Task brief —
An exact copy is needed of the lines from the line holding "taillight lens visible" through the final line of the listing below, both included.
*-*-*
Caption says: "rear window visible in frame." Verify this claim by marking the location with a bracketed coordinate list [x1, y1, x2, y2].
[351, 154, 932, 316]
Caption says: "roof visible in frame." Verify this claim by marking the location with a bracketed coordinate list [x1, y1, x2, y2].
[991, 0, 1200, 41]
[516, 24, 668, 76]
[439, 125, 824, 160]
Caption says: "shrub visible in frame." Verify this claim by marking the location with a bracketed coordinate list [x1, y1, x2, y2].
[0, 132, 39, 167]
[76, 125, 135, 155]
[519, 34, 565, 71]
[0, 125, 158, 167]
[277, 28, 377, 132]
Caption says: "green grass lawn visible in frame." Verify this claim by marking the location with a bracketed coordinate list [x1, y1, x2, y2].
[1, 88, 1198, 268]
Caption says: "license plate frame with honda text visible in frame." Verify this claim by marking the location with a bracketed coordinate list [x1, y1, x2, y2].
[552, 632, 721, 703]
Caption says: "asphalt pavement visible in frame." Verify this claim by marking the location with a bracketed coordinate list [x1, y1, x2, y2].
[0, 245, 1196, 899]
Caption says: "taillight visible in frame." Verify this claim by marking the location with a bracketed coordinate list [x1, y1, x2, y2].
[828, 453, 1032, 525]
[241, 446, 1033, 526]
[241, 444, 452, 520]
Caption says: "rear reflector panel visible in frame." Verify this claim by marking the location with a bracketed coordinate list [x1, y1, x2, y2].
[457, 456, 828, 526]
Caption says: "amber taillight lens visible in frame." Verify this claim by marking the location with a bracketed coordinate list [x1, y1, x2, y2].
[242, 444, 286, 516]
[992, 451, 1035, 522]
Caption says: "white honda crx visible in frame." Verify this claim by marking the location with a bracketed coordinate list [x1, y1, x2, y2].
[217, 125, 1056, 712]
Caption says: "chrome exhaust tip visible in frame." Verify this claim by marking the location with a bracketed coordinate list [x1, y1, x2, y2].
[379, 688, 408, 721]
*-*-*
Answer space —
Caption says: "amber taillight lens visible in frame." Verify this claim by marking the location with a bracketed coordinate list [x1, y1, x2, y2].
[242, 444, 286, 516]
[992, 451, 1035, 522]
Caption says: "white honda crx visible in frame." Verify this claim by marking the location with a bracketed coordinate list [x1, y1, x2, y2].
[217, 125, 1056, 712]
Caption says: "chrome exhaust tip visible in frame." Verify this claim by marking the location with a bracketed coordinate list [x1, y1, x2, y2].
[379, 688, 408, 721]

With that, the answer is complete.